DIRECTIVE A: Translate this sentence from the article on climate and cheese into Spanish: "At regular intervals throughout a five-month testing period in 2021, the scientists sampled milk from two groups of cows, each containing 20 cows from two different breeds that were either allowed to graze on grass like normal or only graze part-time while being fed a supplemental diet that featured corn and other concentrated foods."
#### DOCUMENT EXTRACT ####
In interviews with Science News, veterinary researchers and dairy farmers alike warned that changes to the climate that affect cows are impacting not only affects the nutritional value of the cheeses produced from their milk, but also the color, texture, and even taste.

Researchers from the Université Clermont Auvergne, which is located in the mountainous Central France region that produces a delicious firm cheese known as Cantal, explained in a new paper for the Journal of Dairy Science that grass shortages caused by climate change can greatly affect how cows’ milk, and the subsequent cheese created from it, tastes.

At regular intervals throughout a five-month testing period in 2021, the scientists sampled milk from two groups of cows, each containing 20 cows from two different breeds that were either allowed to graze on grass like normal or only graze part-time while being fed a supplemental diet that featured corn and other concentrated foods.

As the researchers found, the corn-fed cohort consistently produced the same amount of milk and less methane than their grass-fed counterparts — but the taste of the resulting milk products was less savory and rich than the grass-fed bovines.
#### DATA FOR THIS TASK ####
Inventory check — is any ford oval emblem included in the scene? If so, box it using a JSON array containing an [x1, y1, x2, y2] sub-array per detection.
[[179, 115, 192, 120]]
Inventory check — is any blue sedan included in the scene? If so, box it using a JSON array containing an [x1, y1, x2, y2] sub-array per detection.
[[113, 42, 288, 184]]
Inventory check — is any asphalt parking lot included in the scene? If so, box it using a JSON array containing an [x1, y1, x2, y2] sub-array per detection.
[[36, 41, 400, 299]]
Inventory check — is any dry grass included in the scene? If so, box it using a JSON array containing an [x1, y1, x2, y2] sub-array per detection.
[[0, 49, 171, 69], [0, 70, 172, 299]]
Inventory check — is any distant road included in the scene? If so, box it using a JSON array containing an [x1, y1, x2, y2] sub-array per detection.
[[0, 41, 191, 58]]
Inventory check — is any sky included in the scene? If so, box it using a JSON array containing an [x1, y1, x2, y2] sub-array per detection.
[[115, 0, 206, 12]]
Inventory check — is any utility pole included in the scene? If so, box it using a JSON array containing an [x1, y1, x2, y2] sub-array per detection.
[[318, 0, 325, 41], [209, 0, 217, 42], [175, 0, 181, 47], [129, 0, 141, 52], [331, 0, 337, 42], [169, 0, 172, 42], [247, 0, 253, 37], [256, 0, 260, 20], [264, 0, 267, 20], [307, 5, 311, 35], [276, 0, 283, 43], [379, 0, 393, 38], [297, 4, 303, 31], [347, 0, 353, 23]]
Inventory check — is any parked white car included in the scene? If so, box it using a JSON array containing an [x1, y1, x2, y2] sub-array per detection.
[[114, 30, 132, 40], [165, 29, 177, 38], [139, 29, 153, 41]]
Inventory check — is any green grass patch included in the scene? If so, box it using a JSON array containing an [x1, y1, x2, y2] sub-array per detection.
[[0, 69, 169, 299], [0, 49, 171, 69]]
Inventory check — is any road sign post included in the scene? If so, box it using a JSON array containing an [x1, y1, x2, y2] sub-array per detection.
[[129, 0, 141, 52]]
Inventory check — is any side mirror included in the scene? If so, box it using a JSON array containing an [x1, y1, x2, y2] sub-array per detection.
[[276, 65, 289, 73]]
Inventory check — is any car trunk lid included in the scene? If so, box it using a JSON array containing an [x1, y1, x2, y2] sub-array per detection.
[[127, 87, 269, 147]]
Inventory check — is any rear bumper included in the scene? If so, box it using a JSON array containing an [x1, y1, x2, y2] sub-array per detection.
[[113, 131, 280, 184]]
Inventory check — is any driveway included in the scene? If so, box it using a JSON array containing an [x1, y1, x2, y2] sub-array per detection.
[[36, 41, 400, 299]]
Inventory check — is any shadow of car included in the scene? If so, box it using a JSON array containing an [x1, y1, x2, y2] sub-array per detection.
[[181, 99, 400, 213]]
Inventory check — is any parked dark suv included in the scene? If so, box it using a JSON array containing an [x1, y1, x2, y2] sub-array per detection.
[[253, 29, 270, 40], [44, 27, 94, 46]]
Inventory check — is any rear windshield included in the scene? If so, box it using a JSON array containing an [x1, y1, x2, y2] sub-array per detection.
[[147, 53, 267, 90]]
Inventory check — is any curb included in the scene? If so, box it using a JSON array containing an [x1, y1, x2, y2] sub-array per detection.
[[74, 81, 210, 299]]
####
DIRECTIVE B: Transcribe the lines of the listing between the line holding "Inventory check — is any car" and the line holding "[[113, 131, 280, 184]]", inclusive, without any changes.

CORRECT OUTPUT A: A intervalos regulares durante un período de prueba de cinco meses en 2021, los científicos tomaron muestras de leche de dos grupos de vacas, cada uno con 20 vacas de dos razas diferentes, a las que se les permitía pastar de forma normal o solo pastar a tiempo parcial mientras recibían una dieta suplementaria que incluía maíz y otros alimentos concentrados.

CORRECT OUTPUT B:
Inventory check — is any car trunk lid included in the scene? If so, box it using a JSON array containing an [x1, y1, x2, y2] sub-array per detection.
[[127, 87, 269, 147]]
Inventory check — is any rear bumper included in the scene? If so, box it using a JSON array containing an [x1, y1, x2, y2] sub-array per detection.
[[113, 131, 280, 184]]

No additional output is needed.